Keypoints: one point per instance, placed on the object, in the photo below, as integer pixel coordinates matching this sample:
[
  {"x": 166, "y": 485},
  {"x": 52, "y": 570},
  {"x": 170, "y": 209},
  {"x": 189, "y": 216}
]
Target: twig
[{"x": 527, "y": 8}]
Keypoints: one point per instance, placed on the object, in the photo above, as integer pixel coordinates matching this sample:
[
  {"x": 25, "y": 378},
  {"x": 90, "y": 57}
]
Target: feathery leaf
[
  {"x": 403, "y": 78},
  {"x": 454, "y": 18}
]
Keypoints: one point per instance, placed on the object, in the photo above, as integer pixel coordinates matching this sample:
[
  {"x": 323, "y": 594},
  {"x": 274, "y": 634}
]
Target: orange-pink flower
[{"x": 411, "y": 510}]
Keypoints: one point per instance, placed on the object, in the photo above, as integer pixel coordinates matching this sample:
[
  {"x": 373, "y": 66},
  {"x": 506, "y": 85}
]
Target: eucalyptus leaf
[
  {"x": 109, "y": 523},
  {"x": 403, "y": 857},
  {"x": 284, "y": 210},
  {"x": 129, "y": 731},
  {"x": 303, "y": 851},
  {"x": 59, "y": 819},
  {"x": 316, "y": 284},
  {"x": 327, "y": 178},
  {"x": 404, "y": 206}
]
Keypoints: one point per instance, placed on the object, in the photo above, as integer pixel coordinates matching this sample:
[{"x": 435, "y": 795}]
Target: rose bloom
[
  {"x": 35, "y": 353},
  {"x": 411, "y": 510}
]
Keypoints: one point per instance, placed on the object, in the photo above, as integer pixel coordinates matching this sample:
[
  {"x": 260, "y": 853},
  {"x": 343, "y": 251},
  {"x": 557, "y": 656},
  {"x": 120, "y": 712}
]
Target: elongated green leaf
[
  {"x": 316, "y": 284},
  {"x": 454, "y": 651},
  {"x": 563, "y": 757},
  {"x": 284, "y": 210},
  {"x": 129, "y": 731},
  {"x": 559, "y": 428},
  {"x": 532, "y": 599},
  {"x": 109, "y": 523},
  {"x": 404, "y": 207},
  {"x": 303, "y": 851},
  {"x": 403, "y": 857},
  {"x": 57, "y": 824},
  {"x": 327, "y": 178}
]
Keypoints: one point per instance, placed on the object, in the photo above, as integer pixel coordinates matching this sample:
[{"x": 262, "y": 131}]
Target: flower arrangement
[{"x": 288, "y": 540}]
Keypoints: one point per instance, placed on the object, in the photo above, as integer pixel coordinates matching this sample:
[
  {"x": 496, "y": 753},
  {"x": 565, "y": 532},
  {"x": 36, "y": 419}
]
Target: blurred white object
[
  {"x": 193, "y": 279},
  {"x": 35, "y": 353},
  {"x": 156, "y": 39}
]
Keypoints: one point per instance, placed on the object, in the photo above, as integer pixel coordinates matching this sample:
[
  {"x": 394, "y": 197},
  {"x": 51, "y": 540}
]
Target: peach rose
__________
§ **WHAT YOU SHOULD DO**
Nothing in the records may change; write them out again in full.

§ **EXPECTED ANSWER**
Keypoints: one point per instance, placed on the object, in the photo below, as integer pixel coordinates matching this sample:
[
  {"x": 166, "y": 485},
  {"x": 52, "y": 570},
  {"x": 170, "y": 209},
  {"x": 189, "y": 216}
]
Target: twig
[{"x": 527, "y": 8}]
Keypoints: one point per instance, placed on the object, in the photo above, as integer pixel coordinates matching this sample:
[
  {"x": 25, "y": 378},
  {"x": 90, "y": 57}
]
Target: feathery leaf
[
  {"x": 403, "y": 78},
  {"x": 454, "y": 18}
]
Keypoints: one point per instance, placed on the object, in the photo above, as integer pixel coordinates matching this sample:
[
  {"x": 323, "y": 594},
  {"x": 274, "y": 634}
]
Target: orange-pink flower
[{"x": 411, "y": 510}]
Keypoints: one point per instance, placed on the object, in the photo above, as integer pixel coordinates matching this sample:
[
  {"x": 373, "y": 66},
  {"x": 506, "y": 85}
]
Target: eucalyptus leaf
[
  {"x": 109, "y": 523},
  {"x": 403, "y": 857},
  {"x": 284, "y": 210},
  {"x": 129, "y": 731},
  {"x": 303, "y": 851},
  {"x": 59, "y": 819},
  {"x": 316, "y": 284},
  {"x": 327, "y": 178},
  {"x": 404, "y": 206}
]
Keypoints: one point per instance, placed on the object, in the photo above, as integer pixel coordinates matching this sample:
[{"x": 435, "y": 795}]
Target: rose bloom
[
  {"x": 35, "y": 353},
  {"x": 411, "y": 510}
]
Keypoints: one point per instance, placed on the object, in the photo above, as integer pixel coordinates matching this sample:
[
  {"x": 260, "y": 853},
  {"x": 343, "y": 251},
  {"x": 557, "y": 656},
  {"x": 120, "y": 712}
]
Target: elongated green leaf
[
  {"x": 316, "y": 284},
  {"x": 454, "y": 651},
  {"x": 563, "y": 757},
  {"x": 284, "y": 210},
  {"x": 129, "y": 731},
  {"x": 559, "y": 428},
  {"x": 532, "y": 599},
  {"x": 109, "y": 523},
  {"x": 404, "y": 207},
  {"x": 303, "y": 851},
  {"x": 403, "y": 857},
  {"x": 57, "y": 824},
  {"x": 327, "y": 178}
]
Keypoints: one point per instance, placed on the object, in the photo above, as integer pixel coordinates matching this sample:
[{"x": 262, "y": 131}]
Target: flower arrangement
[{"x": 288, "y": 540}]
Keypoints: one point per instance, placed on the object, in the photo above, as integer pixel coordinates matching this sample:
[
  {"x": 496, "y": 753},
  {"x": 565, "y": 532},
  {"x": 36, "y": 419}
]
Target: blurred white object
[
  {"x": 193, "y": 279},
  {"x": 35, "y": 353},
  {"x": 156, "y": 39}
]
Keypoints: one point per instance, placed on the object, in the photo above, as integer pixel coordinates matching this sample:
[
  {"x": 394, "y": 197},
  {"x": 51, "y": 540}
]
Target: peach rose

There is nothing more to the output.